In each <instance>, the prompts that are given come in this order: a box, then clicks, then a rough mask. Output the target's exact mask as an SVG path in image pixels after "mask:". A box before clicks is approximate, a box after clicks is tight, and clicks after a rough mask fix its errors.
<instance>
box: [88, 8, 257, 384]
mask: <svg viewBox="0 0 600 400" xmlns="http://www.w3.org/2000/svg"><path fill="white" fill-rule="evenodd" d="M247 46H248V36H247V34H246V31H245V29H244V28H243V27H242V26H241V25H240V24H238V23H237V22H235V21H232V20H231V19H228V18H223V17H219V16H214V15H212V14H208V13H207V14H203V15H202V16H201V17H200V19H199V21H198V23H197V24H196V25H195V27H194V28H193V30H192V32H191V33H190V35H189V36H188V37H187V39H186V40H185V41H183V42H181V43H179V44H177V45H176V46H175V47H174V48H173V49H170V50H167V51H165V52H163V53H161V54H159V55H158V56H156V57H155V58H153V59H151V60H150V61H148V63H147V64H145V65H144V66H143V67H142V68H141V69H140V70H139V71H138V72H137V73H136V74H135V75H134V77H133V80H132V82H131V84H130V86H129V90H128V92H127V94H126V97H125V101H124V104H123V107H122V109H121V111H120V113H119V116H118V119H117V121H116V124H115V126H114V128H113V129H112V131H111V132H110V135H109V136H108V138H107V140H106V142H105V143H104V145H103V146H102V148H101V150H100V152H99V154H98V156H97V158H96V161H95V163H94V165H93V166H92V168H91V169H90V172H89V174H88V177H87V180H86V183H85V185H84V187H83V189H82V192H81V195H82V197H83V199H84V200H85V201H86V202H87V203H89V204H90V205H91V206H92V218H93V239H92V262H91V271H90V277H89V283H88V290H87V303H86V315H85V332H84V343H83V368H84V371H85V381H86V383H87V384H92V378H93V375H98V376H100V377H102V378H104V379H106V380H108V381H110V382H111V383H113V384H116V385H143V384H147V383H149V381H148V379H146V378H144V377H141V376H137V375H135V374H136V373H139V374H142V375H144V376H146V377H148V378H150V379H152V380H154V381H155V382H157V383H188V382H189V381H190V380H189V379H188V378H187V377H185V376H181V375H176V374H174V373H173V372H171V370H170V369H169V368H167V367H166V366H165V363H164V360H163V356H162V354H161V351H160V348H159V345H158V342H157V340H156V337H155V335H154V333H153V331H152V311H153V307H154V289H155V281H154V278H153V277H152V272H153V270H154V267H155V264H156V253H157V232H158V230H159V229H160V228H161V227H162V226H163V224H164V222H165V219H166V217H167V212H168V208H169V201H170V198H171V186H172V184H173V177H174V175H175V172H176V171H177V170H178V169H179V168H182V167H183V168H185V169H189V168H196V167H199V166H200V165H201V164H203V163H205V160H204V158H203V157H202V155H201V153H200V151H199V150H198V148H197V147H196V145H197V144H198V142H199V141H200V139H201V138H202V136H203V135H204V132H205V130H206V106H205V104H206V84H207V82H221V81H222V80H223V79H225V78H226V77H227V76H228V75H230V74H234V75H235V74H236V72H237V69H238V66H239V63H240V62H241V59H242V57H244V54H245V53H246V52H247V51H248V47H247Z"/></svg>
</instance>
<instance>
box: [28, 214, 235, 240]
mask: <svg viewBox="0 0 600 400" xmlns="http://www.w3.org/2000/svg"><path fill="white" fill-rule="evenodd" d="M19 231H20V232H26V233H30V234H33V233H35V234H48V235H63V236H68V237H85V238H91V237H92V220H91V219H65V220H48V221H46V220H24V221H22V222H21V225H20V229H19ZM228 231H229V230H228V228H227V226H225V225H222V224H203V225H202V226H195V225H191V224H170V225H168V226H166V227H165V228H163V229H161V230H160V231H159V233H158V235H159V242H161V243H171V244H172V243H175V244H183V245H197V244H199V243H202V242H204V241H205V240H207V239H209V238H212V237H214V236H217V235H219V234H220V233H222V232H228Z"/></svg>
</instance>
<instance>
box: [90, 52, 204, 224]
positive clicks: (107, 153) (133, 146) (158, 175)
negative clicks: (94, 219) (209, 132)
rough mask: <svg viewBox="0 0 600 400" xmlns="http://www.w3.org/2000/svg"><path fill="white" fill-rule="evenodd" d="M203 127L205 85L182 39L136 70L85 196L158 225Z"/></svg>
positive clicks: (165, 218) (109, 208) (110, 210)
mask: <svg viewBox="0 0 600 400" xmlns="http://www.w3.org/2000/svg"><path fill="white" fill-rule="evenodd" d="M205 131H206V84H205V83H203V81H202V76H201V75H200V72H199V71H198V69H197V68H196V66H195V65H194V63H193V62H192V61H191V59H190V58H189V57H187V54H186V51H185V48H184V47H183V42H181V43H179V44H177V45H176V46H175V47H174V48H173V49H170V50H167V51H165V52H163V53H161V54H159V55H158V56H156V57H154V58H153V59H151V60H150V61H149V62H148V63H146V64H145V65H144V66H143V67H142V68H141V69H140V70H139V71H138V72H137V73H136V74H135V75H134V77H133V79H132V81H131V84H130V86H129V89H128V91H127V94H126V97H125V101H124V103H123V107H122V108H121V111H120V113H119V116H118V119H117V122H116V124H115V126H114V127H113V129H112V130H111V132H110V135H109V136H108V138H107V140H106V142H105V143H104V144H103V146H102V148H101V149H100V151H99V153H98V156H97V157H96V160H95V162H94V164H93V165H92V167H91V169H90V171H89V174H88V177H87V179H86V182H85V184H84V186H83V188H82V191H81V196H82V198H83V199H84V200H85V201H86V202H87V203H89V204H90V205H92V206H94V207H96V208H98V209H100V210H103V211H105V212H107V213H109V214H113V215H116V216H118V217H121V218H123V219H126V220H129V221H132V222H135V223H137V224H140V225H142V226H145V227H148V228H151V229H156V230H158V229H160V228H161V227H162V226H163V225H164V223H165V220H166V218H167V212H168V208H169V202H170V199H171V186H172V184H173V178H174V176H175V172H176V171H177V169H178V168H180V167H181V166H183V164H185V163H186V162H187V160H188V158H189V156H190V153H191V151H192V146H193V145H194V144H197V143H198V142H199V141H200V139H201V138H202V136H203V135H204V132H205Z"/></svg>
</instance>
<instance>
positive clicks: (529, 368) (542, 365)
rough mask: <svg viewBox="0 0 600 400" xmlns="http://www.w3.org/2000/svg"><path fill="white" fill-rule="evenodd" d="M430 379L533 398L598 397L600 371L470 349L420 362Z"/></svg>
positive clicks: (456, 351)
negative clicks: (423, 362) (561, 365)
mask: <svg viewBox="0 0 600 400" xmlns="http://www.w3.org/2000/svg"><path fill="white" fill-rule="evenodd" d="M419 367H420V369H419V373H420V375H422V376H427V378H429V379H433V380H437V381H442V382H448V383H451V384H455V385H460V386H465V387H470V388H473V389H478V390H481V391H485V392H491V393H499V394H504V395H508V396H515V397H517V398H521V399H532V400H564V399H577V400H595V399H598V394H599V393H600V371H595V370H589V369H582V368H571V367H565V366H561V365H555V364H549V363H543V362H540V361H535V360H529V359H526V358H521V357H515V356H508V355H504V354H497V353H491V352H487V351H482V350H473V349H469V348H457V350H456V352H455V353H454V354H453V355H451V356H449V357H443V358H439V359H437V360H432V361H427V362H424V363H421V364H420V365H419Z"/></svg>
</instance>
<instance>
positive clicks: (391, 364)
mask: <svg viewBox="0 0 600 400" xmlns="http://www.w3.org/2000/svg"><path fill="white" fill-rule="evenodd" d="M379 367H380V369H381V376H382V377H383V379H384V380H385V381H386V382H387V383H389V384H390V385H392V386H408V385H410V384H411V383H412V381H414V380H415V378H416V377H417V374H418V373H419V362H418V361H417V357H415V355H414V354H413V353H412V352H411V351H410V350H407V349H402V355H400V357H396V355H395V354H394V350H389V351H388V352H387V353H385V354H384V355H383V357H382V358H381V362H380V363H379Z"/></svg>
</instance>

---+---

Assignment:
Extract the records word for word, from their very start through the line holding "box: [88, 8, 257, 384]", with both ends included.

Task output:
In each <instance>, the prompts that are given come in this order: a box, then clicks, then a rough mask. Output the target's exact mask as an SVG path in image pixels after "mask:". A box before clicks is approximate, a box after clicks is tight, and clicks after a rough mask fix its errors.
<instance>
box: [88, 8, 257, 384]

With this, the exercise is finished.